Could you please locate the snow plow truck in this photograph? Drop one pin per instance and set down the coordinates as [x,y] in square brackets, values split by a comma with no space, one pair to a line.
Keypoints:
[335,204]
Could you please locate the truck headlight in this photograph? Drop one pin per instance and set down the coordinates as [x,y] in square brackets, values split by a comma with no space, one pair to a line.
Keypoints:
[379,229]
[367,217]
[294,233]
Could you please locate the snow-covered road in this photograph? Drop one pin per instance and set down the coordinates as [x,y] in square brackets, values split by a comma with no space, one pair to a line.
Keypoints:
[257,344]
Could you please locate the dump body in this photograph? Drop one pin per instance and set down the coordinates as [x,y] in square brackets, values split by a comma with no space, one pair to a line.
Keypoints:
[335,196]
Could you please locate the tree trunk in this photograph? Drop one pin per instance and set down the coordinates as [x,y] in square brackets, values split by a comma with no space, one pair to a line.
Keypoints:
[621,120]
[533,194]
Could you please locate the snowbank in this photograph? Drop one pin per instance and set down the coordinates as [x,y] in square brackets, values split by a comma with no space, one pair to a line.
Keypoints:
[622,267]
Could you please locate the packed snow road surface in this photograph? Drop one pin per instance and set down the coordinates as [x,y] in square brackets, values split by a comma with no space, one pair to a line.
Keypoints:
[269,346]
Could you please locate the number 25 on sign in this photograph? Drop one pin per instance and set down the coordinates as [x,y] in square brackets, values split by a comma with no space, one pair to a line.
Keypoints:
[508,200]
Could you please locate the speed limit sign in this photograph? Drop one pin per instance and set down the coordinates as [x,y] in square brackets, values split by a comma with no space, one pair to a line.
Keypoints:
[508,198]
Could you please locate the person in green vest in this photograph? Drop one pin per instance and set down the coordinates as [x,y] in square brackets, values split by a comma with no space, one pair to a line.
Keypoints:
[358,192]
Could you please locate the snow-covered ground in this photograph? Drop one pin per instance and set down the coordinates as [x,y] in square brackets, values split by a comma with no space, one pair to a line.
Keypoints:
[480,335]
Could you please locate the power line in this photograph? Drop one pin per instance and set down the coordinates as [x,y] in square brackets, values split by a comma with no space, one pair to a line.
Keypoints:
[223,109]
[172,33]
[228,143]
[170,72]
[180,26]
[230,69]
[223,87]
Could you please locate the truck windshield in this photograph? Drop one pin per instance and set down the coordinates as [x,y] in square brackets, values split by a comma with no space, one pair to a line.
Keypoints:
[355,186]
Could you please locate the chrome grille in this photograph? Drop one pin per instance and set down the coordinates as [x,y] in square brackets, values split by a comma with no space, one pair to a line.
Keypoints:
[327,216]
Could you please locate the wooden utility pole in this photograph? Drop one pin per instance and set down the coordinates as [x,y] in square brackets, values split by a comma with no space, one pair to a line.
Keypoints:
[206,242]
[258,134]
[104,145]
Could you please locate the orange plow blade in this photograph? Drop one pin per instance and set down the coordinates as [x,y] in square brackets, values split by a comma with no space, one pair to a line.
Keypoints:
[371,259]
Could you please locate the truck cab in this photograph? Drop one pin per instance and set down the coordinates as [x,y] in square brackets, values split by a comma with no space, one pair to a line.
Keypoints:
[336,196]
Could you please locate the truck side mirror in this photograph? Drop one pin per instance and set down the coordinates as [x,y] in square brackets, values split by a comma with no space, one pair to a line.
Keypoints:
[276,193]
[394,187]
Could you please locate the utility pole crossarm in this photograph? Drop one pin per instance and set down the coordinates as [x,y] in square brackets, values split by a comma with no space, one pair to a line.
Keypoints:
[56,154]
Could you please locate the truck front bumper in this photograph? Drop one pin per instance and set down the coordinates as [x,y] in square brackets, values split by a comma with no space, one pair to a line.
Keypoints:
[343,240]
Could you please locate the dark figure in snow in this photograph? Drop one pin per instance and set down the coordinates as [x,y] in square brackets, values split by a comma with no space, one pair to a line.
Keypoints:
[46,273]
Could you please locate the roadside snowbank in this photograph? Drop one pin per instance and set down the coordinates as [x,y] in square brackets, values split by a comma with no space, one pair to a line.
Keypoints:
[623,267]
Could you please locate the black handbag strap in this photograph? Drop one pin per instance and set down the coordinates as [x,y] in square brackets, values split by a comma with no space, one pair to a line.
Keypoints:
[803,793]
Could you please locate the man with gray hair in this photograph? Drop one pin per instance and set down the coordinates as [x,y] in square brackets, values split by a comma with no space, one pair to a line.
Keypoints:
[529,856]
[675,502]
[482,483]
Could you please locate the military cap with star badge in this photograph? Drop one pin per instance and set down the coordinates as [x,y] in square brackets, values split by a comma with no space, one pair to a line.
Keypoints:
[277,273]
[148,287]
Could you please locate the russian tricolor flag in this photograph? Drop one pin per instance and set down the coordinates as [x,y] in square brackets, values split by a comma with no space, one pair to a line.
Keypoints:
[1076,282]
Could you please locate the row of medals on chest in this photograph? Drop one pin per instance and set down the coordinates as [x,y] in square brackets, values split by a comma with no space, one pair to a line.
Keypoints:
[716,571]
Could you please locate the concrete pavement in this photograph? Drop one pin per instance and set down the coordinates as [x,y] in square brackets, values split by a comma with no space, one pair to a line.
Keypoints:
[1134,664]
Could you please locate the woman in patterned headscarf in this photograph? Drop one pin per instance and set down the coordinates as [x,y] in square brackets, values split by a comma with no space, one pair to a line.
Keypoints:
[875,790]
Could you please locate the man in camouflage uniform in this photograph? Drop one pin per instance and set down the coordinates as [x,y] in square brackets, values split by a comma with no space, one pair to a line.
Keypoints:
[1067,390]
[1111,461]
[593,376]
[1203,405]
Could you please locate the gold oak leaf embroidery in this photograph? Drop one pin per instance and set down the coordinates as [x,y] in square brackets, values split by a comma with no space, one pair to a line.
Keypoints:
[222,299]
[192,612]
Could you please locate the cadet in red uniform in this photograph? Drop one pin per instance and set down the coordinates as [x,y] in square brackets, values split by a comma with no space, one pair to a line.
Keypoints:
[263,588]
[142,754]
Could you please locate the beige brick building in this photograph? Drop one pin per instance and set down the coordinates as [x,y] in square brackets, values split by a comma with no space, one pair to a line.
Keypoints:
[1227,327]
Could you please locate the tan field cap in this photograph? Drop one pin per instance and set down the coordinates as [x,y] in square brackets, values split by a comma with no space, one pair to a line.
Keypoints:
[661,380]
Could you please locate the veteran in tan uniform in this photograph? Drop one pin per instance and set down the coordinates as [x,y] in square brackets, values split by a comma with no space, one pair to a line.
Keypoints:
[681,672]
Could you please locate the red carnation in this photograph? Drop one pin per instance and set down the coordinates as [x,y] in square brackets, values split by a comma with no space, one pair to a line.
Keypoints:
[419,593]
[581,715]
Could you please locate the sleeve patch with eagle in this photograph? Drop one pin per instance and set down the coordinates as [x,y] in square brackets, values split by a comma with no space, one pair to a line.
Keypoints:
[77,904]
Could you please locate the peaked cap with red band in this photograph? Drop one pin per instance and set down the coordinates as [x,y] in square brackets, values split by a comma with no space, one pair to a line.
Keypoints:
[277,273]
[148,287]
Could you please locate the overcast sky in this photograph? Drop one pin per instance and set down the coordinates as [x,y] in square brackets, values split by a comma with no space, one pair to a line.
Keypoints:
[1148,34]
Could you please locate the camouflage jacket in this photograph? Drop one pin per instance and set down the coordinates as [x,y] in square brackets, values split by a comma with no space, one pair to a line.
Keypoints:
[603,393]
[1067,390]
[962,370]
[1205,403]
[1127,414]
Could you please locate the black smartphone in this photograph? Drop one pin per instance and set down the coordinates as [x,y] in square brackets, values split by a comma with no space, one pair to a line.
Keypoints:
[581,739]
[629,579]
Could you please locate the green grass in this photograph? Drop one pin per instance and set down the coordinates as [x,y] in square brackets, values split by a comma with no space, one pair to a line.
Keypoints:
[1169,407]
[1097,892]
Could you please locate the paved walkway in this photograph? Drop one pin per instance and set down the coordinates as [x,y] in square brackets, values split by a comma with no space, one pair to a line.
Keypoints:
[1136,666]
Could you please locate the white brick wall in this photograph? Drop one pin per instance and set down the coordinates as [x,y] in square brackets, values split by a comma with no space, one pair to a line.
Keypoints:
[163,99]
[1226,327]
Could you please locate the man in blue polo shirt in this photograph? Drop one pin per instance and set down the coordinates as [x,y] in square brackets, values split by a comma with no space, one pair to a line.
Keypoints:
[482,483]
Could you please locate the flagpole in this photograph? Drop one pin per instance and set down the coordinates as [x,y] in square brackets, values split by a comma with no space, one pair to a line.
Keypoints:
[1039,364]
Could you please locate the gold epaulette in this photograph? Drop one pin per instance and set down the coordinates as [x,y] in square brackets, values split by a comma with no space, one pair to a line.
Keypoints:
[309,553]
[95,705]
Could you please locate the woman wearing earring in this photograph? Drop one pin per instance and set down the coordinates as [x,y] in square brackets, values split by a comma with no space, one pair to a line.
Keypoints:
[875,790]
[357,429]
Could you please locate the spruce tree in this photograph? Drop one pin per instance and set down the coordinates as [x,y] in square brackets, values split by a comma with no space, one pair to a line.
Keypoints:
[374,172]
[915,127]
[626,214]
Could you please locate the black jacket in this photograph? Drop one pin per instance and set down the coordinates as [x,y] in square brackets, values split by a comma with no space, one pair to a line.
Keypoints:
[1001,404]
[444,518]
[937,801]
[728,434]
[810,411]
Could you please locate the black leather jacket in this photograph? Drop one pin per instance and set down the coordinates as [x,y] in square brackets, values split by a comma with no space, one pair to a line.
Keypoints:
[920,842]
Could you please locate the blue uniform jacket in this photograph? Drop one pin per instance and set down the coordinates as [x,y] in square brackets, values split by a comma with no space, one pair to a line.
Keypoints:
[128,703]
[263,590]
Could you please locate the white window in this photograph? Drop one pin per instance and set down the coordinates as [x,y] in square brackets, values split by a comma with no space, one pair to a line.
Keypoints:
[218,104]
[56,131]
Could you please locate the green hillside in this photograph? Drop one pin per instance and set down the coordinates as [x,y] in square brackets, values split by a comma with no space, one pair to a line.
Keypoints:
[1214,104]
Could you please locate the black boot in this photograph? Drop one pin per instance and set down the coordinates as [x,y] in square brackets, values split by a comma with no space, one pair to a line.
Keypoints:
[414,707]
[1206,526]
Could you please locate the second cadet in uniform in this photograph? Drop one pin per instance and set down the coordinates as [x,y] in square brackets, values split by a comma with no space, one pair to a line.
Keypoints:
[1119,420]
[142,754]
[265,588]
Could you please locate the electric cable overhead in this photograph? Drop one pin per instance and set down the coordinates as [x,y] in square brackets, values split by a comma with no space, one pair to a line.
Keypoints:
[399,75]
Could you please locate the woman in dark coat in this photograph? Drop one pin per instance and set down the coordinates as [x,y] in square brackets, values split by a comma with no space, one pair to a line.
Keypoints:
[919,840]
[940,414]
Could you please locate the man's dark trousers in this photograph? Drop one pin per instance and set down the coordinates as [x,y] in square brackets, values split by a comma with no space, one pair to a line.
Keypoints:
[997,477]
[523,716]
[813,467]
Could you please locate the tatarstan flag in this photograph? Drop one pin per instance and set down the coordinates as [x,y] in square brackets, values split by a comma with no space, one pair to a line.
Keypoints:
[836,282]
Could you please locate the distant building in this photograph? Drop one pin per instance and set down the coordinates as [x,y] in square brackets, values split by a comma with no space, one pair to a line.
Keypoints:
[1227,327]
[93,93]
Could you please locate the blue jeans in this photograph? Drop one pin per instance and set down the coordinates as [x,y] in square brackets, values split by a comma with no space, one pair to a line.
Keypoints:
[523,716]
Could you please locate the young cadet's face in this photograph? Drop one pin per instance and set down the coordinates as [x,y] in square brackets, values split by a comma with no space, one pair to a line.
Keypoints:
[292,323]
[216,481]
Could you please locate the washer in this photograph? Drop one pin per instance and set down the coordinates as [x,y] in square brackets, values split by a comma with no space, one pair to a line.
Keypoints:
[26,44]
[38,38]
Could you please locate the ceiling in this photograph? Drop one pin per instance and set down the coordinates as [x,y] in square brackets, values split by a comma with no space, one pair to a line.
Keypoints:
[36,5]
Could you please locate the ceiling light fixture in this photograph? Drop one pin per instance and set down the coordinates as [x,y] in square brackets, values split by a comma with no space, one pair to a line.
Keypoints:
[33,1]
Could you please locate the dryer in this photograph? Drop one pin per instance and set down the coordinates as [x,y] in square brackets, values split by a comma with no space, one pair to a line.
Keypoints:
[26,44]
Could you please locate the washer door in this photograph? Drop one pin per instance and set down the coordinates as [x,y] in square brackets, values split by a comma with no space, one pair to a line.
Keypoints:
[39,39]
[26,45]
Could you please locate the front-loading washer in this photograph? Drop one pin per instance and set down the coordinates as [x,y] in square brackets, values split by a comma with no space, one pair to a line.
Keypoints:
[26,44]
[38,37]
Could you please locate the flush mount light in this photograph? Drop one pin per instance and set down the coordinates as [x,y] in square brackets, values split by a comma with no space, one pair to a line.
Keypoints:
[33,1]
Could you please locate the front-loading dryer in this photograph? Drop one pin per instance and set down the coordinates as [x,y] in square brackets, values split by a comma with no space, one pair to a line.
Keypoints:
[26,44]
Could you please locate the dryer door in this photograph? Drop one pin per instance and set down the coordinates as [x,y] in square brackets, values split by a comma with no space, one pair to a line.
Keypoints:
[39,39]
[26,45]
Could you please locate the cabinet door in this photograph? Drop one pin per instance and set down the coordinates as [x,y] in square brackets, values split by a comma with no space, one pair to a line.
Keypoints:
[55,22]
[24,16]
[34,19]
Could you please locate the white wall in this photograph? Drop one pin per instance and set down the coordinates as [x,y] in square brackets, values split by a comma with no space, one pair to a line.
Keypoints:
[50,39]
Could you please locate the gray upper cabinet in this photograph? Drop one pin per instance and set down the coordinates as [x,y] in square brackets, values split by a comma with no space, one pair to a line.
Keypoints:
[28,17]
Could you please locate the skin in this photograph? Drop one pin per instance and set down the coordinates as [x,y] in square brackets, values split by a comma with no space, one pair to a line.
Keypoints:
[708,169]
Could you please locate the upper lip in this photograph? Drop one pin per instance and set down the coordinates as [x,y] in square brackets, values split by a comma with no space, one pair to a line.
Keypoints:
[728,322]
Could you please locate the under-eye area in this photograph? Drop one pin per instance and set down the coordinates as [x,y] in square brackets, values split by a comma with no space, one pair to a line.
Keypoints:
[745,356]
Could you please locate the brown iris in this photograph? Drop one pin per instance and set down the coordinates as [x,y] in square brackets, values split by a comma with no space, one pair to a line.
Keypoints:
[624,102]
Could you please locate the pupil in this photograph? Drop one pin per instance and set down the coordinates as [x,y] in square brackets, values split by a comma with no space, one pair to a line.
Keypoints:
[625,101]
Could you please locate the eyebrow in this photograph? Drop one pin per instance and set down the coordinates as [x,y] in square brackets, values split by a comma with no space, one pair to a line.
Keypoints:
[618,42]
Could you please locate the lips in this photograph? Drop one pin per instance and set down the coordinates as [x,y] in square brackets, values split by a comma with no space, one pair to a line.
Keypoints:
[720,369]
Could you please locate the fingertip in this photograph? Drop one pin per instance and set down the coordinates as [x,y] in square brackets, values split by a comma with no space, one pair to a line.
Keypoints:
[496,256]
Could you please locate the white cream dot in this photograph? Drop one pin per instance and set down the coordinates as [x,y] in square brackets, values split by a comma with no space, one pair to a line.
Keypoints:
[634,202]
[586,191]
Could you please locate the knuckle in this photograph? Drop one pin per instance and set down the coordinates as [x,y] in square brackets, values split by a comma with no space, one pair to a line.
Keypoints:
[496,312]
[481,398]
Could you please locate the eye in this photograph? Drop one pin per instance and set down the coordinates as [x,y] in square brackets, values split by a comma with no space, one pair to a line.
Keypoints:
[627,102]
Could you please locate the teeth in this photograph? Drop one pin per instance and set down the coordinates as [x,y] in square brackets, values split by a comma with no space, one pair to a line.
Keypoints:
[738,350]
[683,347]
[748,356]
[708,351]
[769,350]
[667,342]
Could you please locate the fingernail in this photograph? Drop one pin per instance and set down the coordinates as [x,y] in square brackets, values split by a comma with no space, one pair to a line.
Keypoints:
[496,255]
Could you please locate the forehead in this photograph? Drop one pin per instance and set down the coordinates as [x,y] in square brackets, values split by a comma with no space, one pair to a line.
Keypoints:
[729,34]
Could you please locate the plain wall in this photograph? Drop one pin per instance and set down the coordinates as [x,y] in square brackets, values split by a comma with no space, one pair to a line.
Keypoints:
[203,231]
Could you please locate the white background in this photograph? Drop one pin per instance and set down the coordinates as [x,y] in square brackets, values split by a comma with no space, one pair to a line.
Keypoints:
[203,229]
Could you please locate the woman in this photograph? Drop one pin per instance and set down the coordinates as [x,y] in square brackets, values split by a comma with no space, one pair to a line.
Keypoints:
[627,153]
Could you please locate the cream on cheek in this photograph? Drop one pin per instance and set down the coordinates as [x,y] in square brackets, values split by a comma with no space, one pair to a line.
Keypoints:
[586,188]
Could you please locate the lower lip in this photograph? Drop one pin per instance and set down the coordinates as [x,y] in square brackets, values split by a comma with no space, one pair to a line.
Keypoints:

---

DESCRIPTION OF THE TASK ▸ Please copy each line of the material that has the string "tree" somewhere in it.

OUTPUT OF THE EXERCISE ▸
Could you please locate the tree trunk in this photograph? Drop one pin per instance and set down the coordinates as [x,y] in square brackets, values split by a comma with no space, one pair to a line.
Could you please locate the spruce tree in this photograph? Drop one pin per instance and set down the coordinates as [x,y] in square brackets, values split by a comma with no space, one pair to a line.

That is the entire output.